→ RECORD EXCERPTS
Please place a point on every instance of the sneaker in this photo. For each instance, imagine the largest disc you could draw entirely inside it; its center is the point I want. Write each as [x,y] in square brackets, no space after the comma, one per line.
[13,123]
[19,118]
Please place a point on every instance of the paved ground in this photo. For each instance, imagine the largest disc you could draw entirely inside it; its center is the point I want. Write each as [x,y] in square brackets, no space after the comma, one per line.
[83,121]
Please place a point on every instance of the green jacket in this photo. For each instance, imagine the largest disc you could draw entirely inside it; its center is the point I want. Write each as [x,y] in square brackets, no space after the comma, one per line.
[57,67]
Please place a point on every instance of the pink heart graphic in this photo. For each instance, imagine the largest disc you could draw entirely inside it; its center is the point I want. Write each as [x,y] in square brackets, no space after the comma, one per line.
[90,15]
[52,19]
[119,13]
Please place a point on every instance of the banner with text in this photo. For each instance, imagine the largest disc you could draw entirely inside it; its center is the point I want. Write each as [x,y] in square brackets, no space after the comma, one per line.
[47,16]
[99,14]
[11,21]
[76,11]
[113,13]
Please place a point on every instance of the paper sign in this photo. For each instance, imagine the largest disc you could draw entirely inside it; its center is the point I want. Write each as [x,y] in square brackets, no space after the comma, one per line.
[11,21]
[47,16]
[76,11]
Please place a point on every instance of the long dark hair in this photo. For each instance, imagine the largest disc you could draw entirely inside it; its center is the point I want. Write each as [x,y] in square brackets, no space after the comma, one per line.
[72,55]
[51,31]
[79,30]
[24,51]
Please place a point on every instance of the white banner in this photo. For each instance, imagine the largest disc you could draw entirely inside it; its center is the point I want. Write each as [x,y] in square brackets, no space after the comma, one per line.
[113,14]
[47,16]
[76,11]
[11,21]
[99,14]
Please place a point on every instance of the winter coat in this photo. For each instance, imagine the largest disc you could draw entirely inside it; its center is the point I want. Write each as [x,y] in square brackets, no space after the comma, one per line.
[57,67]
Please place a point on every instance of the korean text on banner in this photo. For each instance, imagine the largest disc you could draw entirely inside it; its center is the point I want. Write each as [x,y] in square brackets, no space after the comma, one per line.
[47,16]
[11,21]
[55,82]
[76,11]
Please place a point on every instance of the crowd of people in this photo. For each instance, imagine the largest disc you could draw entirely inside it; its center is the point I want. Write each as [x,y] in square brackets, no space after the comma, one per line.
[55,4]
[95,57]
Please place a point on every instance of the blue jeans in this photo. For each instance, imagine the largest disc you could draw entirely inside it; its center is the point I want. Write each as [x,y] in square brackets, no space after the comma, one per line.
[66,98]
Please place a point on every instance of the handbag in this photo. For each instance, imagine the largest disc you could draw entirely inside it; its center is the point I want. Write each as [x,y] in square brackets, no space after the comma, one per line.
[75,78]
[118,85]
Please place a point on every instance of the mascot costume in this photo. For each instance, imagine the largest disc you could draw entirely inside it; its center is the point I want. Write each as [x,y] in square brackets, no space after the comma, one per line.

→ GOAL OF THE EXERCISE
Find where "Please place a point on every instance of the crowd" occurs in the data, and please write out that line through the last line exactly, with nothing else.

→ SOLUTION TO THE PROBLEM
Please place a point on every instance of the crowd of people in this photo. For each instance, imagine the largest disc you could draw entirely inside it; its center is the point I want. Write each as [x,y] in square brackets, no space after the comma, one per line.
[55,4]
[95,57]
Please place a point on every instance of the blue jeans in this photo. For each instance, imagine the largest disc you could draw entirely inside it; its center is the point I want. Write each as [x,y] in square brackets, no space after the comma, one per line.
[66,98]
Please place a point on every instance of the handbag in this photo. For each instance, imagine the largest disc you could draw entirely inside it; its center is the point I want. Write each as [x,y] in square brackets, no space after the comma, one per line.
[75,78]
[118,85]
Please place a point on every instance of the mascot costume in this photo. For each instance, imagine the largest disc you could draw entirely inside it; its center is the point I want. Write each as [x,y] in square brackets, no space after the comma, one per line.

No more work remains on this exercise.